WORK INSTRUCTION: Copy out the lines below that hold the word "person".

Referring expression pointing data:
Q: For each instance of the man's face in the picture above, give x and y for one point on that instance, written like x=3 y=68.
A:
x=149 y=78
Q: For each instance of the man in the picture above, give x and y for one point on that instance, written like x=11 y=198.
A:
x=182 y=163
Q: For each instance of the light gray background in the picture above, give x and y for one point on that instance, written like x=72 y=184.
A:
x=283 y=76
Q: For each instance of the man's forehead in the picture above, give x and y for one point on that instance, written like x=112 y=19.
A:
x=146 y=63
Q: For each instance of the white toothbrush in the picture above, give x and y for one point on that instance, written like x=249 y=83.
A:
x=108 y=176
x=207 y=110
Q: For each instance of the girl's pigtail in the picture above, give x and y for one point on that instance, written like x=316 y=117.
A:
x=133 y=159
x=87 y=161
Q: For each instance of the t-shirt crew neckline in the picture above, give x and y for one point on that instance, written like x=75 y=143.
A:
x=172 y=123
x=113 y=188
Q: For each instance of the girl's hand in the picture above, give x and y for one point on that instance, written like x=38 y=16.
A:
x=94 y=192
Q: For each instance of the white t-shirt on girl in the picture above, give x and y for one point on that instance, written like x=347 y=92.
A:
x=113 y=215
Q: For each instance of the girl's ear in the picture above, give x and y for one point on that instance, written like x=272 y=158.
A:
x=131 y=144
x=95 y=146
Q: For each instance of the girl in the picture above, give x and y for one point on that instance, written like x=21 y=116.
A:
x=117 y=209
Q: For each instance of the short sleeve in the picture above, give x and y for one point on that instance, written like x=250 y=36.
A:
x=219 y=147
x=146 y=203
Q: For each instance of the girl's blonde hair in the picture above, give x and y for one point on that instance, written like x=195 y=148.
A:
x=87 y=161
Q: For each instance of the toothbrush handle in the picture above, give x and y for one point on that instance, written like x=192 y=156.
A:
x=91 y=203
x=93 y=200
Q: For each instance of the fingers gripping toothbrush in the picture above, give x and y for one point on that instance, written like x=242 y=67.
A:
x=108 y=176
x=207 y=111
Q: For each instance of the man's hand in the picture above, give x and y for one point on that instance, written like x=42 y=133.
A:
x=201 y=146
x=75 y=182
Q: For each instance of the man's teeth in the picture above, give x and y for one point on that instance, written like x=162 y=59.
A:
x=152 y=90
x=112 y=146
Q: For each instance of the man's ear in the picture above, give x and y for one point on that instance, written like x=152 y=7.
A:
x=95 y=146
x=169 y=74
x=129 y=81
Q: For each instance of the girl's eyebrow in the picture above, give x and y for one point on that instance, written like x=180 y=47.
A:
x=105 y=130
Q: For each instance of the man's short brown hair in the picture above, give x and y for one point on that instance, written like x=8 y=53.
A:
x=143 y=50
---
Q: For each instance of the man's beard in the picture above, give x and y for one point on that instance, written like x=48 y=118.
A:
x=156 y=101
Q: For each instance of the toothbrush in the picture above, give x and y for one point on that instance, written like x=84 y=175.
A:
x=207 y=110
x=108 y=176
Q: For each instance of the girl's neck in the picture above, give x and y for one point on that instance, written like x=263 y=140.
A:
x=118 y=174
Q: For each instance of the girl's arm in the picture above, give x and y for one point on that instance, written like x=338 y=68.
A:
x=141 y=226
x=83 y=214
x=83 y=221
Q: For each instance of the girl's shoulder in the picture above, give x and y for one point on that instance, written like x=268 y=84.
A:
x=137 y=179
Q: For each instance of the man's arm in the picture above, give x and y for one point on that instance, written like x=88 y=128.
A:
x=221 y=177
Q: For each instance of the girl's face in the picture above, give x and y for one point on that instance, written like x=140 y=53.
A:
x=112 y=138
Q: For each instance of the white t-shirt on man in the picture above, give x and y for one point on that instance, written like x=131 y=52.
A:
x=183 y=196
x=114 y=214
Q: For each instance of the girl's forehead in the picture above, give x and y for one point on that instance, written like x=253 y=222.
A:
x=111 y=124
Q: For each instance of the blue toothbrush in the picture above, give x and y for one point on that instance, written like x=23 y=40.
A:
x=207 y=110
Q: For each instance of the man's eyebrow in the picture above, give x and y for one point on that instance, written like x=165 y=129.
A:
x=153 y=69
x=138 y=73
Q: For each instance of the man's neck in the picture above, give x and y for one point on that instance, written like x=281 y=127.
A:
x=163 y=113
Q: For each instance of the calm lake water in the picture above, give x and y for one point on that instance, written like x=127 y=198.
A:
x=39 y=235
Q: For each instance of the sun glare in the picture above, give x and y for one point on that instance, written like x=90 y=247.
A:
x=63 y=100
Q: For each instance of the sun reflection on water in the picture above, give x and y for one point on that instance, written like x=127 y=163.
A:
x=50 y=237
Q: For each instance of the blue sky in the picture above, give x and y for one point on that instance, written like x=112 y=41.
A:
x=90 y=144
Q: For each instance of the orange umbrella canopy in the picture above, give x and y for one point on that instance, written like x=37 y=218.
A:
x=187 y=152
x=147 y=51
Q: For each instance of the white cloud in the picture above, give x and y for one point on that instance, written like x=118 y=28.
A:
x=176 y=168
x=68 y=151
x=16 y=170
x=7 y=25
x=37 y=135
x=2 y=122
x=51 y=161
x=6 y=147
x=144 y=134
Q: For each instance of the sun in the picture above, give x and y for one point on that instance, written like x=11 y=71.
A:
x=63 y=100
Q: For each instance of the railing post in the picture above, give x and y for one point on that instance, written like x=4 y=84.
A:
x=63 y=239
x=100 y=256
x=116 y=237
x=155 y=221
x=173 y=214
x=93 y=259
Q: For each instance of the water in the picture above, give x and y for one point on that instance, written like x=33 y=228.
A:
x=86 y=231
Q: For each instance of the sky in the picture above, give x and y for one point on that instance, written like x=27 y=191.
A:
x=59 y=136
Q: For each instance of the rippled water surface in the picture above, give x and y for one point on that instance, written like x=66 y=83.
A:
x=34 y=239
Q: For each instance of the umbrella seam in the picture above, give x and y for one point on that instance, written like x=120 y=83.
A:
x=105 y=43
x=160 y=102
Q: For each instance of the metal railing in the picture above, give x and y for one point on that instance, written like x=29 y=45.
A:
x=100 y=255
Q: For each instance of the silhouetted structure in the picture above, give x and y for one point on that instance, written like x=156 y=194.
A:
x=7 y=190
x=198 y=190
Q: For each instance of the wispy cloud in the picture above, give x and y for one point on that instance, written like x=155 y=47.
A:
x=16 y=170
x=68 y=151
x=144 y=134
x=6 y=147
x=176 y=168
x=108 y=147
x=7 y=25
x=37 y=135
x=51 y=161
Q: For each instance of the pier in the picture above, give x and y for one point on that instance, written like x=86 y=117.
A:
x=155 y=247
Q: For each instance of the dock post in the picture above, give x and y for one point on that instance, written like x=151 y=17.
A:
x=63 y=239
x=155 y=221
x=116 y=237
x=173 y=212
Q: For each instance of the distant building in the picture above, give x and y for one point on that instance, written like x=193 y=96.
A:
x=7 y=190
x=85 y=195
--
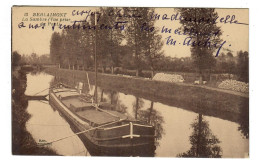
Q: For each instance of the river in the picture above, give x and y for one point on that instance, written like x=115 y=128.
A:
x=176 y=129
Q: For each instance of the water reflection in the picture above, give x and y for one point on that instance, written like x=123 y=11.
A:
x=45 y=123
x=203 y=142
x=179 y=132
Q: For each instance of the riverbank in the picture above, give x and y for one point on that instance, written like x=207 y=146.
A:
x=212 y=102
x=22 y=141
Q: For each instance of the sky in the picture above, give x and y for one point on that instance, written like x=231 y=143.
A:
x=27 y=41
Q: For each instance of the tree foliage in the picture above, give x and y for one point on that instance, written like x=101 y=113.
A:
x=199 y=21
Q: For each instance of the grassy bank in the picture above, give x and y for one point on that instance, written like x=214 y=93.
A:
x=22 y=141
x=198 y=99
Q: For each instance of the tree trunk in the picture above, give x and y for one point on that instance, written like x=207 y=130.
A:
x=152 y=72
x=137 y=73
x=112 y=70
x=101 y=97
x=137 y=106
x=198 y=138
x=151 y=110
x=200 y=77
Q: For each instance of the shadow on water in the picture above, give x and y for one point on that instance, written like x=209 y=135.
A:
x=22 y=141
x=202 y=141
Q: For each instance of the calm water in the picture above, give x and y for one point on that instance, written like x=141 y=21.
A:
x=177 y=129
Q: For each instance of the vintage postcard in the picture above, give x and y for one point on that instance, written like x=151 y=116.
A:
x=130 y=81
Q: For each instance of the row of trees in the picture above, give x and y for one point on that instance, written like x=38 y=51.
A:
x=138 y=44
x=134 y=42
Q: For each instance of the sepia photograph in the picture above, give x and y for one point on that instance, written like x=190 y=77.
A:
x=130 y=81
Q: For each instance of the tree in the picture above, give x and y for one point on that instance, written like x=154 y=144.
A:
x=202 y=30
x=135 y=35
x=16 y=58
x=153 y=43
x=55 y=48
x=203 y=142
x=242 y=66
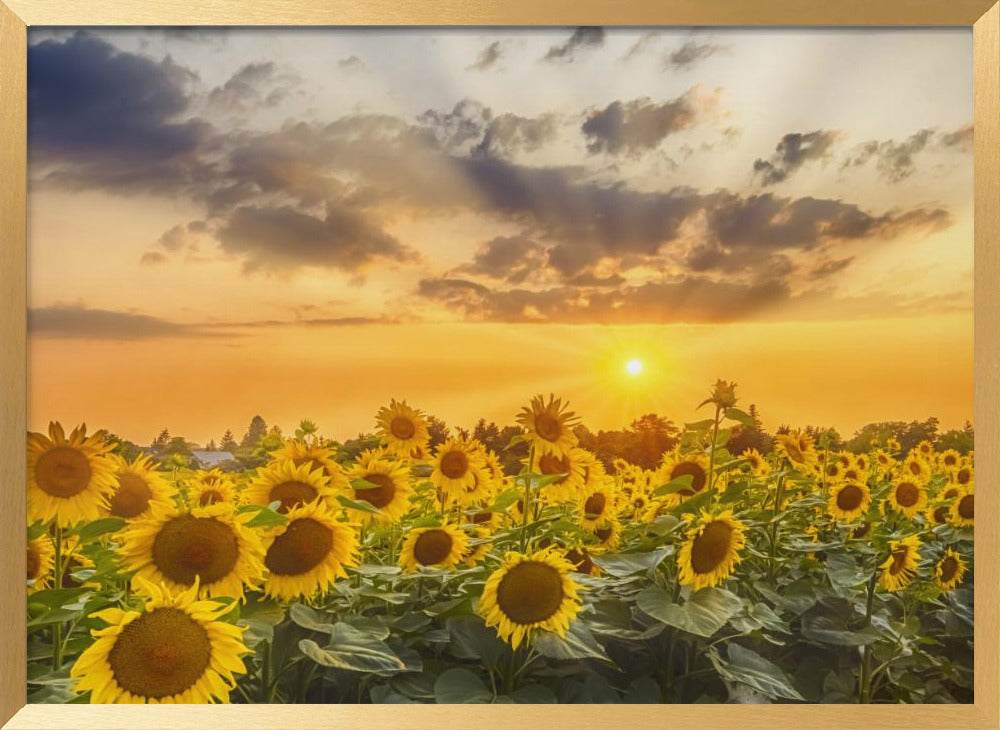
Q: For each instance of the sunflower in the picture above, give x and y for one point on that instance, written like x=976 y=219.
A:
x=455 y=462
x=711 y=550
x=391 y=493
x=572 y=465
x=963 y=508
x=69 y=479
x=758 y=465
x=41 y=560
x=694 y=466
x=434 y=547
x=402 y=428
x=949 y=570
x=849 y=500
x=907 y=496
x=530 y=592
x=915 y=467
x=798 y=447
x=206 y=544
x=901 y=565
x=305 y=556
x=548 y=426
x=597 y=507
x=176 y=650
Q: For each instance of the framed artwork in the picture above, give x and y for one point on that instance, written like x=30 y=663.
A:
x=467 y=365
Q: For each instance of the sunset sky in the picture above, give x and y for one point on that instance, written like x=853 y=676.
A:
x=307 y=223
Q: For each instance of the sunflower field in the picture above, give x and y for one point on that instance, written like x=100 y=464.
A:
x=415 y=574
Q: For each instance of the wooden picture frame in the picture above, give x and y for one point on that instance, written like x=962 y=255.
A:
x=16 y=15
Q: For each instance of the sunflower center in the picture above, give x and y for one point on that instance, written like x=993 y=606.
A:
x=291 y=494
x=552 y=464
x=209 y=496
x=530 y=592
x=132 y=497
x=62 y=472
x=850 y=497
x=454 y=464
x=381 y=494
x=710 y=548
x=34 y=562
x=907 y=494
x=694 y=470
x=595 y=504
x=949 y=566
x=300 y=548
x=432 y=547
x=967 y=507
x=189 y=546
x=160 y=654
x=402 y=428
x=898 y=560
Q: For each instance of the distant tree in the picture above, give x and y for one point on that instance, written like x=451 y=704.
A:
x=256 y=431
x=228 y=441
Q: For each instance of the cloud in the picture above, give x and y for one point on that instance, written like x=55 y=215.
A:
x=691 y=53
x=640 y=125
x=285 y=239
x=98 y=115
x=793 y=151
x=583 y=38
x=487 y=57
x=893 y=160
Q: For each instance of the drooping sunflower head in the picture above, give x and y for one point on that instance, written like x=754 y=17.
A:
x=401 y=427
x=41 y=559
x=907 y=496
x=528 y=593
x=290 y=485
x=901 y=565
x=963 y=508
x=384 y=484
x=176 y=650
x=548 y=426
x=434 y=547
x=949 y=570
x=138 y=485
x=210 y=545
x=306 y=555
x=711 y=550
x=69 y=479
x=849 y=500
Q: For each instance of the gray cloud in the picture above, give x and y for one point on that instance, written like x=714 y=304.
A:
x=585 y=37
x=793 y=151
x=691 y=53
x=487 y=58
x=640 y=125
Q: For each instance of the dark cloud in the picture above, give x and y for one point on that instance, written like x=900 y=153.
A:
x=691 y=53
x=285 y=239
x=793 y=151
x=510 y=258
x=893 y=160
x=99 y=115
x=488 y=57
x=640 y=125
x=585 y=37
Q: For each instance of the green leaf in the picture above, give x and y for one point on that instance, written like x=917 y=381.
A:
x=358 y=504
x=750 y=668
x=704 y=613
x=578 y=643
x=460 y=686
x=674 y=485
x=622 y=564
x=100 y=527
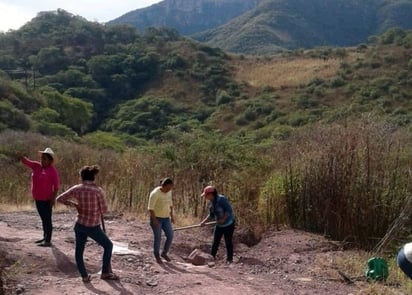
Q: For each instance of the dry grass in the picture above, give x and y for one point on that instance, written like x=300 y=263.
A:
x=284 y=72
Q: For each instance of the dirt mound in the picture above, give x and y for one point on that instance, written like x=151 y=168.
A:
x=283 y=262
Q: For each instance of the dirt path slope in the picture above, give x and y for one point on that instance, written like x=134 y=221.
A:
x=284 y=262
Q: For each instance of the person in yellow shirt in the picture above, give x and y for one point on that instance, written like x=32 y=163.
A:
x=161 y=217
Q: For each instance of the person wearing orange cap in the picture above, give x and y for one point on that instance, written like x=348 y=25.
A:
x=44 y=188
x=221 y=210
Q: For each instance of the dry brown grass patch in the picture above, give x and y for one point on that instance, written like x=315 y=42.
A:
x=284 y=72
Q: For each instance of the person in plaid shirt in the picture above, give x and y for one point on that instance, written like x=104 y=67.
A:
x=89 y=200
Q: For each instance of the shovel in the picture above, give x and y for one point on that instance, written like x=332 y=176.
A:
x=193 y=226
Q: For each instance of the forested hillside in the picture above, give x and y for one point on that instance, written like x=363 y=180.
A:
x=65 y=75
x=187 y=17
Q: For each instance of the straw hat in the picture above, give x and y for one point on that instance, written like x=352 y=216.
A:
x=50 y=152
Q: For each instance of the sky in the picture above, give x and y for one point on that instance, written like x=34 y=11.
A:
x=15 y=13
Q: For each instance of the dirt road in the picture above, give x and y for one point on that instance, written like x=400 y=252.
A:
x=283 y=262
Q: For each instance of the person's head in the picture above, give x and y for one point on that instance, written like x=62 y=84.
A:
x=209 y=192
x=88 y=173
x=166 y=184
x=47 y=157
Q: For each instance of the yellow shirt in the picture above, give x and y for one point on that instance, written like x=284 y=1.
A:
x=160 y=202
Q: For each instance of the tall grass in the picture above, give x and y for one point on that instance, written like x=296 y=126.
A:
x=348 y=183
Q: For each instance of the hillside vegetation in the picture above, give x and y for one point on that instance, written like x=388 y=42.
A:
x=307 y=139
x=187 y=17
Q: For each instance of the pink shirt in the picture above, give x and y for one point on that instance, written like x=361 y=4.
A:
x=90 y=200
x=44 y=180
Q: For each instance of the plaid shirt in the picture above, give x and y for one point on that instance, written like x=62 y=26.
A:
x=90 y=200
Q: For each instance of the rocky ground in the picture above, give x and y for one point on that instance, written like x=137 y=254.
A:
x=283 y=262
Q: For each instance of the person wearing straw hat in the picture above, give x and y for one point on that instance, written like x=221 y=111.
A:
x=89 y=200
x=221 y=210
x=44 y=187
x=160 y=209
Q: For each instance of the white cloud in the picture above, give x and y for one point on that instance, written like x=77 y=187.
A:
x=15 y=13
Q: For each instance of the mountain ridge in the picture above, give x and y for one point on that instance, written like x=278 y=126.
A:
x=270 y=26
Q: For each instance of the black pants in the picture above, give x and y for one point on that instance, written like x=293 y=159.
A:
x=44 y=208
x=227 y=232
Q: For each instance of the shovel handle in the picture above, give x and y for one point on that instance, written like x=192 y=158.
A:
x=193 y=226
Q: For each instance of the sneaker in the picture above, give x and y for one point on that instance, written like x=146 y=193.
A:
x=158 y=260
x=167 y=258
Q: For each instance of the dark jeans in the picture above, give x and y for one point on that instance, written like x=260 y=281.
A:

OUTPUT:
Q: For each instance of the person in yellow shirt in the picture above, give x and y for one point on that instance, written like x=32 y=163.
Q: For each instance of the person wearing orange cap in the picture above, give x and y for one point on that instance, written like x=348 y=25.
Q: For each instance of the person in plaid shirt in the picture above, give x and y for one point on that instance, written like x=104 y=67.
Q: For each instance of the person's head in the picture above, give x and y for one point on that instance, written like x=62 y=84.
Q: For each instance of the person wearing straw hat in the picture above, give x and y for one point on that instance, written like x=221 y=111.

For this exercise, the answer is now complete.